▶ **Text segment**
----------
Wong denied this, stating that he requested to fight Lee after Lee boasted during one of his demonstrations at a Chinatown theatre that he could beat anyone in San Francisco, and that Wong himself did not discriminate against Whites or other non-Chinese people. Lee commented, "That paper had all the names of the sifu from Chinatown, but they don't scare me". Individuals known to have witnessed the match include Cadwell, James Lee (Bruce Lee's associate, no relation), and William Chen, a teacher of T'ai chi ch'uan.

Wong and William Chen stated that the fight lasted an unusually long 20–25 minutes. Wong claims that although he had originally expected a serious but polite bout, Lee aggressively attacked him with intent to kill. When Wong presented the traditional handshake, Lee appeared to accept the greeting, but instead, Lee allegedly thrust his hand as a spear aimed at Wong's eyes. Forced to defend his life, Wong asserted that he refrained from striking Lee with killing force when the opportunity presented itself because it could have earned him a prison sentence, but used illegal cufflings under his sleeves. According to Michael Dorgan's 1980 book Bruce Lee's Toughest Fight, the fight ended due to Lee's "unusually winded" condition, as opposed to a decisive blow by either fighter.

However, according to Bruce Lee, Linda Lee Cadwell, and James Yimm Lee, the fight lasted a mere three minutes with a decisive victory for Lee. In Cadwell's account, "The fight ensued, it was a no-holds-barred fight, it took three minutes. Bruce got this guy down to the ground and said 'Do you give up?' and the man said he gave up". A couple of weeks after the bout, Lee gave an interview claiming that he had defeated an unnamed challenger, which Wong says was an obvious reference to him.

In response, Wong published his own account of the fight in the Chinese Pacific Weekly, a Chinese-language newspaper in San Francisco, with an invitation to a public rematch if Lee was not satisfied with the account. Lee did not respond to the invitation despite his reputation for violently responding to every provocation. There were no further public announcements by either, though Lee continued to teach white people. Lee had abandoned thoughts of a film career in favour of pursuing martial arts. However, a martial arts exhibition on Long Beach in 1964 eventually led to the invitation by television producer William Dozier for an audition for a role in the pilot for "Number One Son" about Lee Chan, the son of Charlie Chan. The show never materialised, but Dozier saw potential in Lee.
----------
▶ **What to work on**
1) Answer these questions about the passage on Bruce Lee's fight with Wong.
(a) How long did Wong and William Chen say the fight lasted?
(b) In Cadwell's account, what did Lee say after getting his opponent to the ground?
(c) In which newspaper did Wong publish his own account of the fight?
2) Carry on the passage about Bruce Lee's fight with Wong, starting right after its final sentence.

Collected data entries:
----------
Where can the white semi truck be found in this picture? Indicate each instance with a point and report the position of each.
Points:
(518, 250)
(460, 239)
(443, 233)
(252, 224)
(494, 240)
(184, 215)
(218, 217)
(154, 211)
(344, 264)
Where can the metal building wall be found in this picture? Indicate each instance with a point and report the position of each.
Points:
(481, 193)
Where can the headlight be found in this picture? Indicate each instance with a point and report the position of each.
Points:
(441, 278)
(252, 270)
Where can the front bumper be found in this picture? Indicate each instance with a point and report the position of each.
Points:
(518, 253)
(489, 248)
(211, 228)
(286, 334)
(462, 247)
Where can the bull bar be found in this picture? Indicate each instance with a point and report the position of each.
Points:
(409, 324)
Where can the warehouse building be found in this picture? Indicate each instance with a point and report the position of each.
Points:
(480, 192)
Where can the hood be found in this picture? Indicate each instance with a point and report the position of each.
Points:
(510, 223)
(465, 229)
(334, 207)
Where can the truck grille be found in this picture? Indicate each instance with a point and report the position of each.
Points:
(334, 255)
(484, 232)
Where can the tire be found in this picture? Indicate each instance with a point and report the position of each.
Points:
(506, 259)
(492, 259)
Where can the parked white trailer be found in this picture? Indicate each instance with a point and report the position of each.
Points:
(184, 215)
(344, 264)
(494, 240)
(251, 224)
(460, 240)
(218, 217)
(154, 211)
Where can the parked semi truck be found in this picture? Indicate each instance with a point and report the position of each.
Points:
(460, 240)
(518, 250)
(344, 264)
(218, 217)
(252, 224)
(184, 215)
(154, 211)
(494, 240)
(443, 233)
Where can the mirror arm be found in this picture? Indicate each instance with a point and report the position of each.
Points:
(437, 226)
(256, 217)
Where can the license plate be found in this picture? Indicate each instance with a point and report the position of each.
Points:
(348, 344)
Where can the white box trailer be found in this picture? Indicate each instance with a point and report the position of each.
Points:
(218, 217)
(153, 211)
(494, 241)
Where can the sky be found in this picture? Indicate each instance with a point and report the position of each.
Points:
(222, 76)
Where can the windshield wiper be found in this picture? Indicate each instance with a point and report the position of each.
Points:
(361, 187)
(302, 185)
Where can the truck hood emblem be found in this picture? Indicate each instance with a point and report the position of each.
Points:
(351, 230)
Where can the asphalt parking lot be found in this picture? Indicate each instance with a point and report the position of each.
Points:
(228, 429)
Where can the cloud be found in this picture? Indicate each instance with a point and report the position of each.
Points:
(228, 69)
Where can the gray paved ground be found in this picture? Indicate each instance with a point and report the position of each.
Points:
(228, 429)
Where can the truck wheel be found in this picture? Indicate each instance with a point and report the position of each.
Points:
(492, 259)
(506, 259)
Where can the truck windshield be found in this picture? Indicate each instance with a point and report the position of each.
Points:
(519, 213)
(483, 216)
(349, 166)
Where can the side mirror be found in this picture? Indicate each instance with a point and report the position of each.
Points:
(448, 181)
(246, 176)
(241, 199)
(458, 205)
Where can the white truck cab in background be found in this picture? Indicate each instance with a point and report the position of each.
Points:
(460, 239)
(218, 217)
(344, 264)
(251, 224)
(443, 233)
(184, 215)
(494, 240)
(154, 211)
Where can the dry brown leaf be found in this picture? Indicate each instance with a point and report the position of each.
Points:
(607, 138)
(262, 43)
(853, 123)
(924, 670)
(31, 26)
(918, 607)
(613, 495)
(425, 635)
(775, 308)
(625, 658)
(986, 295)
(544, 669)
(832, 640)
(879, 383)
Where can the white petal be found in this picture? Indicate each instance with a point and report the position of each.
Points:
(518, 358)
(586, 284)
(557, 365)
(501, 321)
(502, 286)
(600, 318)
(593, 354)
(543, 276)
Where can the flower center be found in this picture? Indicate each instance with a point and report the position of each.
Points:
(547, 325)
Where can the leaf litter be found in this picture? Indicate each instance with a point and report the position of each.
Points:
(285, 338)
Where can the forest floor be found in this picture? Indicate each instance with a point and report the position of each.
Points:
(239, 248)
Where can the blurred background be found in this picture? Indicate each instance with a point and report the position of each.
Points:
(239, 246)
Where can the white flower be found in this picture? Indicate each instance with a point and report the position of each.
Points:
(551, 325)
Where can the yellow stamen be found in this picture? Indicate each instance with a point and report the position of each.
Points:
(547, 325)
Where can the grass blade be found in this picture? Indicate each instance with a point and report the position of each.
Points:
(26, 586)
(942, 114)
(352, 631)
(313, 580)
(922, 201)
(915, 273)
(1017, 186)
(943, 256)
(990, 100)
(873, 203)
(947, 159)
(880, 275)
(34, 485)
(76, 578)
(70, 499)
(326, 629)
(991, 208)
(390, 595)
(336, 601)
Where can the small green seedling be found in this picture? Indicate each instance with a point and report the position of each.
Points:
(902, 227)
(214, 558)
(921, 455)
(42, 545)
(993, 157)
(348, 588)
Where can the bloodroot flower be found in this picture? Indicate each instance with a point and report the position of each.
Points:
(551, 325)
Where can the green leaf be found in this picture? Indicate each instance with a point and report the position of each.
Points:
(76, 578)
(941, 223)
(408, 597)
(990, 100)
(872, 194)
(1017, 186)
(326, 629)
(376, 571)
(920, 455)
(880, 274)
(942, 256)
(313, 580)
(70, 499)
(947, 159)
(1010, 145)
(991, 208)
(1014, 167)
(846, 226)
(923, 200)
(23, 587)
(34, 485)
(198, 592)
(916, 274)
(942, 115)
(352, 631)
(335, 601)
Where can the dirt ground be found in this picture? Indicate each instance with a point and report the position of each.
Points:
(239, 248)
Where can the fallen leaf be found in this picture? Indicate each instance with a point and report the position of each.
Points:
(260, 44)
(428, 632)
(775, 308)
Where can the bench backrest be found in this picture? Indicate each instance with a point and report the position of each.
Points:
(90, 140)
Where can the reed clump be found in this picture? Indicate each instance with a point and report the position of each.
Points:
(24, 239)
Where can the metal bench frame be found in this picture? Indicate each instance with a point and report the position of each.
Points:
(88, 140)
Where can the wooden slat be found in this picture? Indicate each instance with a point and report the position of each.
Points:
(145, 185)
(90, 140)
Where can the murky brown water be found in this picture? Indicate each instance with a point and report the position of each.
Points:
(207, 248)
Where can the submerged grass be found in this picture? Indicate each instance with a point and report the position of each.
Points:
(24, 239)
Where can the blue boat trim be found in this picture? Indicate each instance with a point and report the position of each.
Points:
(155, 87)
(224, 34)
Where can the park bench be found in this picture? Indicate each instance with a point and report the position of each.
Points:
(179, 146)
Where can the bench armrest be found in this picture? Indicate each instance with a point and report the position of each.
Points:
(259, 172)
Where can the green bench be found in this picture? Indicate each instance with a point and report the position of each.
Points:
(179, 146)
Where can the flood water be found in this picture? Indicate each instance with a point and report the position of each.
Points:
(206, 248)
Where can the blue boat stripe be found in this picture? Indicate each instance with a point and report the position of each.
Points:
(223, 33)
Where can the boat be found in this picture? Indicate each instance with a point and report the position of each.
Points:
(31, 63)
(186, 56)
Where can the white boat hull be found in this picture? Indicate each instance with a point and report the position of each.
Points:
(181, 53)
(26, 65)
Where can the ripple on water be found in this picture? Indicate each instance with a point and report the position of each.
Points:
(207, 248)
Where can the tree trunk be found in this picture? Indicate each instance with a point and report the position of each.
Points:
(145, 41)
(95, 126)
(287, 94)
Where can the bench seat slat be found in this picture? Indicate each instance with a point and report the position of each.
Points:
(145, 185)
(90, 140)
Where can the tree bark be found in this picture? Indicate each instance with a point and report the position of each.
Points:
----------
▶ **Answer list**
1)
(a) 20–25 minutes
(b) "Do you give up?"
(c) The Chinese Pacific Weekly

2)
1966–1970: American roles and creating Jeet Kune Do 

From 1966 to 1967, Lee played the role of Kato alongside the title character played by Van Williams in the TV series produced and narrated by William Dozier titled The Green Hornet, based on the radio show by the same name. The show ran for one season (26 episodes) from September 1966 to March 1967. Lee and Williams also appeared as their characters in three crossover episodes of Batman, another William Dozier-produced television series.

The Green Hornet introduced the adult Bruce Lee to an American audience, and became the first popular American show presenting Asian-style martial arts. The show's director wanted Lee to fight in the typical American style using fists and punches. As a professional martial artist, Lee refused, insisting that he should fight in the style of his expertise. At first, Lee moved so fast that his movements could not be caught on film, so he had to slow them down.

During the show's production, Lee became friends with Gene LeBell, who worked as a stuntman in the show. The two trained together and exchange martial knowledge from their respective specialties. After the show was cancelled in 1967, Lee wrote to Dozier thanking him for starting "my career in show business".

In 1967, Lee played a role in one episode of Ironside.

Jeet Kune Do originated in 1967. After filming one season of The Green Hornet, Lee found himself out of work and opened The Jun Fan Gung Fu Institute. The controversial match with Wong Jack-man influenced Lee's philosophy about martial arts. Lee concluded that the fight had lasted too long and that he had failed to live up to his potential using his Wing Chun techniques. He took the view that traditional martial arts techniques were too rigid and formalised to be practical in scenarios of chaotic street fighting. Lee decided to develop a system with an emphasis on "practicality, flexibility, speed, and efficiency". He started to use different methods of training such as weight training for strength, running for endurance, stretching for flexibility, and many others which he constantly adapted, including fencing and basic boxing techniques.

Lee emphasised what he called "the style of no style". This consisted of getting rid of the formalised approach which Lee claimed was indicative of traditional styles. Lee felt that even the system he now called Jun Fan Gung Fu was too restrictive, and it eventually evolved into a philosophy and martial art he would come to call Jeet Kune Do or the Way of the Intercepting Fist. It is a term he would later regret, because Jeet Kune Do implied specific parameters that styles connote, whereas the idea of his martial art was to exist outside of parameters and limitations.

At the time, two of Lee's martial arts students were Hollywood script writer Stirling Silliphant and actor James Coburn. In 1969, the three worked on a script for a film called The Silent Flute, and went together on a location hunt to India. The project was not realised at the time, but the 1978 film Circle of Iron, starring David Carradine, was based on the same plot. In 2010, producer Paul Maslansky was reported to have planned and received funding for a film based on the original script for The Silent Flute.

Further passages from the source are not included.